-- BEGIN SUPPLIED INFORMATION --

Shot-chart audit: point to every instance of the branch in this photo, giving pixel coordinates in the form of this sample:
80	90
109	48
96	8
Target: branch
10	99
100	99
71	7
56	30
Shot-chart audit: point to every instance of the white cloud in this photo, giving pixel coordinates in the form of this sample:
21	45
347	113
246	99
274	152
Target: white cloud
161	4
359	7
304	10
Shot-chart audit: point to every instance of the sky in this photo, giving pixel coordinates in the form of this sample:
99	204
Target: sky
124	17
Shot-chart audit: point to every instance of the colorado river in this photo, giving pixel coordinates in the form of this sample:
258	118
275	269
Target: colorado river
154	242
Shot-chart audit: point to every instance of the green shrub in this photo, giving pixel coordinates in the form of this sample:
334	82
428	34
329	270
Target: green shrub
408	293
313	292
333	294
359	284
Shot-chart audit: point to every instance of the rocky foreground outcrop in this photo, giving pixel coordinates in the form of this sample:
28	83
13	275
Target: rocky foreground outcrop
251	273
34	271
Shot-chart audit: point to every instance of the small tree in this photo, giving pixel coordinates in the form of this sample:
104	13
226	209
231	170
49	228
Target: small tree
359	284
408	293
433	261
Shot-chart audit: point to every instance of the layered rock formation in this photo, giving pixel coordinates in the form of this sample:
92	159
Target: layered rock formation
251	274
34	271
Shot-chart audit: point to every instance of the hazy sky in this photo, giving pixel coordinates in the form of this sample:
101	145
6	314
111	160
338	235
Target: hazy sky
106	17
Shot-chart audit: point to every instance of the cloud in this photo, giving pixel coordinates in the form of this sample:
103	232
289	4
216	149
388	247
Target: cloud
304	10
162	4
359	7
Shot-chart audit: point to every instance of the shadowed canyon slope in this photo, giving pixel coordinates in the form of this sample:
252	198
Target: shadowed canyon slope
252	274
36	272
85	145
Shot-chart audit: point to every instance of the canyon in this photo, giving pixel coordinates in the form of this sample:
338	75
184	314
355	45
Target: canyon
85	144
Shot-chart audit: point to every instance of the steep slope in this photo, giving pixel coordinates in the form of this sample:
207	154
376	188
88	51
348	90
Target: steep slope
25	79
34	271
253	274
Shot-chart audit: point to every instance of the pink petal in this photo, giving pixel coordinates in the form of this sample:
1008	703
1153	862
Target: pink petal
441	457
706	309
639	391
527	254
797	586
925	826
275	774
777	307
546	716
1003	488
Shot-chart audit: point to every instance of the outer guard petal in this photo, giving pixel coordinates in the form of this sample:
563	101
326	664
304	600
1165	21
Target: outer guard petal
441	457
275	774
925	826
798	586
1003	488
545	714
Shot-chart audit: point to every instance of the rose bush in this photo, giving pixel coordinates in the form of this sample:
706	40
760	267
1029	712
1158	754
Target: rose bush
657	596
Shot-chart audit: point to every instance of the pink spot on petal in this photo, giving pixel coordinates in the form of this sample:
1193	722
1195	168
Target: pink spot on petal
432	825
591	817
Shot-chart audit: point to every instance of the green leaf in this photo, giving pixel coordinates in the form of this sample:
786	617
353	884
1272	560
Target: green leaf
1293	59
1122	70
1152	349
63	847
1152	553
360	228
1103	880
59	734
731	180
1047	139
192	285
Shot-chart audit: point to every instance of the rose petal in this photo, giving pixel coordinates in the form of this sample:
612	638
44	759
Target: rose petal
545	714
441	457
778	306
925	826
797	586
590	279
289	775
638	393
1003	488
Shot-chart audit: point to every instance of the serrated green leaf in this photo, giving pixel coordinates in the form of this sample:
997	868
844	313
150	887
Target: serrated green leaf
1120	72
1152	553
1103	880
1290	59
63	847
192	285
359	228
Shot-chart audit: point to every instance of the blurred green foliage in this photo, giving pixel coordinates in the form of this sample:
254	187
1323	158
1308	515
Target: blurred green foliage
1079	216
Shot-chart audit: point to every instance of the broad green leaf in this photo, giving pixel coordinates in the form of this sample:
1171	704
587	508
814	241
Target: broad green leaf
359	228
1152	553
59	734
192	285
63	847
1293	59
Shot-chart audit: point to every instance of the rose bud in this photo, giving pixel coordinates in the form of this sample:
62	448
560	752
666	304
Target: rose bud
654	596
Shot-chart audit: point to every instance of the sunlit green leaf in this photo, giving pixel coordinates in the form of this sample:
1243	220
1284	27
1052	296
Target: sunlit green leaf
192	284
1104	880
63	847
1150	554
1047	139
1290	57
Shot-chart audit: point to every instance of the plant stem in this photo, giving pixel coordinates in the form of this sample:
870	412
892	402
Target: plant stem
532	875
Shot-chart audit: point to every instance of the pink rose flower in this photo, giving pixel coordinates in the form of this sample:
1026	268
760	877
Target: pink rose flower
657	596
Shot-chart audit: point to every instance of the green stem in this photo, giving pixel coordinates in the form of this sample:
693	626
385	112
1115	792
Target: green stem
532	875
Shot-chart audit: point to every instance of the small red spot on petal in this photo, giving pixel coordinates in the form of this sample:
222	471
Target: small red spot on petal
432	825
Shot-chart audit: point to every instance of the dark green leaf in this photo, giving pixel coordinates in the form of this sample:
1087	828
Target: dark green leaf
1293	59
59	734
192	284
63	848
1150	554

-- END SUPPLIED INFORMATION --

_PROBLEM REQUIREMENTS_.
Retype every record above exactly as written.

_OUTPUT OF THE TASK_.
Shot-chart audit: point to every instance of the branch in this photo, giving pixel coordinates in the form of this sample:
80	90
109	48
96	8
Target: branch
10	99
100	99
71	7
56	30
Shot-chart audit: point to every instance of the white cloud in this photo, giving pixel coordinates in the form of this sample:
21	45
347	113
246	99
274	152
Target: white cloud
161	4
359	7
304	10
Shot-chart audit: point to every instance of the sky in this photo, giving pixel coordinates in the form of this sample:
99	204
Target: sky
124	17
Shot-chart audit: point to every instance of the colorado river in this photo, giving pixel coordinates in the form of this sample:
258	118
275	269
Target: colorado river
154	242
Shot-chart audit: point to every instance of the green shrub in this photo, giving pixel coordinates in the form of this sample:
334	82
428	34
329	270
Target: green shrub
408	293
313	292
333	294
359	284
Shot-chart audit: point to every instance of the rocky foreground outcrop in this photo, giving pixel coordinates in the form of this sample:
28	83
13	275
Target: rocky foreground outcrop
251	273
34	271
Shot-chart audit: point to every instance of the small tree in this photo, giving pixel coordinates in the form of this sample:
104	13
226	209
231	170
49	228
Target: small tree
359	284
408	293
433	261
Shot-chart audit: point to every instance of the layered rock formation in this photo, giving pixel coordinates in the form of this sample:
92	159
Target: layered rock formation
251	274
34	271
Shot-chart audit: point to every instance of the hazy sky in this photo, giving pixel coordinates in the form of this sample:
101	145
6	314
111	160
338	235
Target: hazy sky
106	17
Shot-chart audit: point to every instance of the cloud in this photo, giving pixel coordinates in the form of this sample:
103	232
289	4
216	149
388	247
Target: cloud
304	10
162	4
359	7
Shot-chart audit: point to every instance of the shadowed canyon slope in this photo, giving pixel coordinates in the form of this sample:
252	198
Target: shadowed canyon slope
252	274
36	272
85	145
Shot-chart audit: point to every instance of the canyon in this photo, giving pixel coordinates in the form of this sample:
338	75
184	314
355	45
Target: canyon
85	144
Shot-chart audit: point to every instance of the steep slope in this photo, giving pixel coordinates in the form of this sample:
207	154
376	188
88	51
348	90
Target: steep slope
25	79
34	271
253	274
Shot-chart audit: point to every instance of the pink petal in this photo, giving pixel coordinates in the form of this sample:
1008	703
1153	862
Target: pink petal
441	457
706	309
639	391
527	254
797	586
925	826
275	774
777	307
546	716
1003	488
Shot-chart audit: point to every instance of the outer guard petal in this photo, giving pixel coordinates in the form of this sample:
563	101
326	664
304	600
1165	21
Target: outer guard petal
441	457
275	774
925	826
798	586
1003	488
545	714
Shot-chart audit: point to every instance of the rose bush in this photo, giving pixel coordinates in the form of this sample:
706	40
760	267
1029	712
1158	754
Target: rose bush
657	596
Shot-chart audit: point to every instance of the pink spot on petal in this photo, giving pixel coordinates in the form of this sample:
1193	722
1195	168
Target: pink spot on petal
432	825
591	817
Shot-chart audit: point to every instance of the green leaf in this photo, giving pixel coordinates in the form of this sample:
786	617
353	884
1272	560
Target: green leaf
1293	59
1122	70
1152	349
63	847
1152	553
360	228
1103	880
59	734
731	180
1047	139
192	285
Shot-chart audit: point to every instance of the rose petal in this photo, giving pixel coordinates in the form of this sample:
612	638
44	759
Target: rose petal
545	714
441	457
778	306
925	826
797	586
590	279
289	775
638	393
1003	488
Shot-chart audit: point to every instance of the serrated green leaf in this photo, giving pixel coordinates in the form of this sample:
997	868
844	313
150	887
Target: serrated green leaf
1120	72
1152	553
1103	880
1290	59
63	847
192	285
359	228
Shot-chart audit: point to every instance of the blurred green foliage in this photo, giving pixel coordinates in the form of this sample:
254	187
1323	158
1308	515
Target: blurred green foliage
1079	216
Shot-chart audit: point to every instance of the broad green leaf in this photo, giving pixel coordinates in the form of this sample:
1171	704
587	508
814	241
Target: broad green leaf
359	228
1152	553
59	734
192	285
63	847
1293	59
Shot-chart audit: point to every instance of the rose bud in this photo, giving pixel coordinates in the form of this sample:
62	448
560	752
666	304
Target: rose bud
654	596
Shot-chart audit: point to every instance of the sunlit green leaf in this photo, giving pixel coordinates in the form of this sample:
1243	220
1284	27
1052	296
Target: sunlit green leaf
192	284
1104	880
63	847
1150	554
1047	139
1290	57
Shot-chart audit: point to every instance of the plant stem in this photo, giving pixel coordinates in the form of this sample:
870	412
892	402
Target: plant stem
532	875
Shot-chart audit: point to every instance of the pink rose flower in this photo, giving pixel coordinates in the form of this sample:
1026	268
760	877
Target: pink rose flower
657	596
Shot-chart audit: point to every instance of the green stem in this photo, giving pixel coordinates in the form of this sample:
693	626
385	112
1115	792
Target: green stem
532	875
Shot-chart audit: point to every instance of the small red spot on petal in this photo, giving pixel coordinates in the form of this sample:
222	471
Target: small red spot on petal
432	825
Shot-chart audit: point to every instance of the dark green leaf in this photo, giving pixel coordinates in the form of this sample:
1087	828
Target: dark green leaf
1293	59
59	734
192	284
63	848
1150	554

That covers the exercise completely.